Anche il passaggio sul vincolo di mandato parlamentare, che Letta si propone di rivedere per evitare il trasformismo, mi ha lasciato molto perplesso: mi sembra un goffo omaggio al populismo che mal si concilia con un partito che si propone da sempre come il primo interprete della Costituzione, e che grazie proprio al divieto di vincolo di mandato è riuscito ad andare per ben due volte al Governo in questa legislatura. Che si tratti di un “tattico” ramo d’ulivo al 5 Stelle, oppure una resa dei conti verso la scissione di Renzi e Italia Viva, mi sembra in ogni caso un’iniziativa solamente opportunistica e contraddittoria.

(Voci salvate)

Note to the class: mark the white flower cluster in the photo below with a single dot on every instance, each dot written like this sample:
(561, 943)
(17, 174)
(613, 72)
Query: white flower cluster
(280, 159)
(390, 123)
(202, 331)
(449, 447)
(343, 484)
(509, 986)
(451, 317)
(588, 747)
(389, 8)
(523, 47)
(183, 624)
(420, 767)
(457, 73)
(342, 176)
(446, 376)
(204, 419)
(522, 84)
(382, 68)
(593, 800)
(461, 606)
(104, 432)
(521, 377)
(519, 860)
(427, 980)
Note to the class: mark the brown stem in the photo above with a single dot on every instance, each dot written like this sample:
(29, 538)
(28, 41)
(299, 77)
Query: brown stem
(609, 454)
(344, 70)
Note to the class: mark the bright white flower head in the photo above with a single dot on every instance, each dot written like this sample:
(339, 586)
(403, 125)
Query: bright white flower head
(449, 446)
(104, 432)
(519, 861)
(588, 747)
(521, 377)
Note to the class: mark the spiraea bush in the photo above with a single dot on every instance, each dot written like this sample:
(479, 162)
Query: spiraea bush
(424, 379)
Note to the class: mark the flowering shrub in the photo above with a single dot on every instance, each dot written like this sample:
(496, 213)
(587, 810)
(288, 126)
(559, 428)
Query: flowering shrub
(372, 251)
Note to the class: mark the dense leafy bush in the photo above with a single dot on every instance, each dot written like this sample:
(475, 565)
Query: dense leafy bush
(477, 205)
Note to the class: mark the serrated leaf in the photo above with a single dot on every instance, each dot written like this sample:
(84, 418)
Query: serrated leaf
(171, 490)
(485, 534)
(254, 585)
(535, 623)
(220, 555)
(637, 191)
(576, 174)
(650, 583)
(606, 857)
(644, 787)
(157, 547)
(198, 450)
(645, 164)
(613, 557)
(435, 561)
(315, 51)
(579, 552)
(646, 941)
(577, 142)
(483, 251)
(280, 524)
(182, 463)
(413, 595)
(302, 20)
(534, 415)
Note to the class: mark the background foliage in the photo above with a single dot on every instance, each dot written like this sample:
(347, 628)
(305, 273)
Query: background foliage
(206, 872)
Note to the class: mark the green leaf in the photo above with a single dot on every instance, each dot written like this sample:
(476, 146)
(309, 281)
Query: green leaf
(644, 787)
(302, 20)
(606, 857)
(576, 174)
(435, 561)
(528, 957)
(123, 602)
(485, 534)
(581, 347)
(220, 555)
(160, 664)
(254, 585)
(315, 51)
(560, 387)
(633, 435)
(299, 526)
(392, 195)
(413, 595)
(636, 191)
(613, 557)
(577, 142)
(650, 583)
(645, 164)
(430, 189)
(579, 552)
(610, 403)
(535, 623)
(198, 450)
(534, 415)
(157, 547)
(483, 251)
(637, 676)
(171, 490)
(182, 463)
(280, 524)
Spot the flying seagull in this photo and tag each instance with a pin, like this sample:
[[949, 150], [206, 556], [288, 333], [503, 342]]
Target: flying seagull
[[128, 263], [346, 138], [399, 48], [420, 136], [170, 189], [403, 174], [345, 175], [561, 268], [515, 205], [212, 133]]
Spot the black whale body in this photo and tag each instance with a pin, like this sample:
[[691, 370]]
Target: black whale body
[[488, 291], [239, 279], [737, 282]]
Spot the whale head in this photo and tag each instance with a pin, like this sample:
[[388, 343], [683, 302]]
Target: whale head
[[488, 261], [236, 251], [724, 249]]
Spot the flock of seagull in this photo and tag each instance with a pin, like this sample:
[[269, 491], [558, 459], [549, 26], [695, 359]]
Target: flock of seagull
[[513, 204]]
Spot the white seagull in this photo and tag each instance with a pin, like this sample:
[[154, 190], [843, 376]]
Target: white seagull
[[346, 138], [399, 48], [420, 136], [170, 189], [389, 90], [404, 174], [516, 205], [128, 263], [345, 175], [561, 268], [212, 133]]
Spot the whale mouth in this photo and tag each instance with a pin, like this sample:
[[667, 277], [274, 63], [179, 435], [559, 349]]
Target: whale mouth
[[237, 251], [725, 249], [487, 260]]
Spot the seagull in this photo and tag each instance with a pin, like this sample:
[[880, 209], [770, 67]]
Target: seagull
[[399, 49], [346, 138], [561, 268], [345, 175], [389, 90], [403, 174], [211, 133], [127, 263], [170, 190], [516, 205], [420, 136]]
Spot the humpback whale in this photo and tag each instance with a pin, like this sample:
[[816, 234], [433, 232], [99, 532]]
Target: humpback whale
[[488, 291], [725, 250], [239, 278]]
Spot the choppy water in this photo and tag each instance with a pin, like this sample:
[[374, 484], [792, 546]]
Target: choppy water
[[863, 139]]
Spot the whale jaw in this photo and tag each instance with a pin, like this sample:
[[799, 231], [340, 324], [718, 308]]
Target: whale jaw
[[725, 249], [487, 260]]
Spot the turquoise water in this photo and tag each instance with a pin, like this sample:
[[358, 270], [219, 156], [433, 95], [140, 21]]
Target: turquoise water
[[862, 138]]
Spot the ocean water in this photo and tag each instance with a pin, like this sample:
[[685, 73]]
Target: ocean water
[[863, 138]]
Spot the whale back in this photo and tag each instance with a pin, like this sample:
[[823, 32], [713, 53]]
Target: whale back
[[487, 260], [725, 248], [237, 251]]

» **Esercizi**
a. Ricopia parola per parola il passo del brano sul vincolo di mandato che va da "Anche il passaggio" fino a "opportunistica e contraddittoria." compreso.
b. Prosegui il brano sul vincolo di mandato dopo la sua ultima frase.
Le voci salvate non hanno alcun legame con il brano.

» **Risposte**
a.
Anche il passaggio sul vincolo di mandato parlamentare, che Letta si propone di rivedere per evitare il trasformismo, mi ha lasciato molto perplesso: mi sembra un goffo omaggio al populismo che mal si concilia con un partito che si propone da sempre come il primo interprete della Costituzione, e che grazie proprio al divieto di vincolo di mandato è riuscito ad andare per ben due volte al Governo in questa legislatura. Che si tratti di un “tattico” ramo d’ulivo al 5 Stelle, oppure una resa dei conti verso la scissione di Renzi e Italia Viva, mi sembra in ogni caso un’iniziativa solamente opportunistica e contraddittoria.

b.
I 16enni hanno altri problemi
Anche la proposta di dare il voto ai 16enni mi è sembrata un’inutile provocazione; si tratta di un tema complesso e divisivo, che va affrontato con il dovuto confronto in Parlamento in tempi di calma, non certo con i ritmi dettati dall’emergenza sanitaria. Peraltro, vista la difficoltà generazionale che sta colpendo proprio quella fascia di giovani, a causa della chiusura in casa e della DAD, penso che sia oggi una proposta prematura, soprattutto se abbiamo a cuore il futuro dei nostri adolescenti. Secondo me, come prima cosa, bisogna pensare a garantire loro una buona ed effettiva istruzione.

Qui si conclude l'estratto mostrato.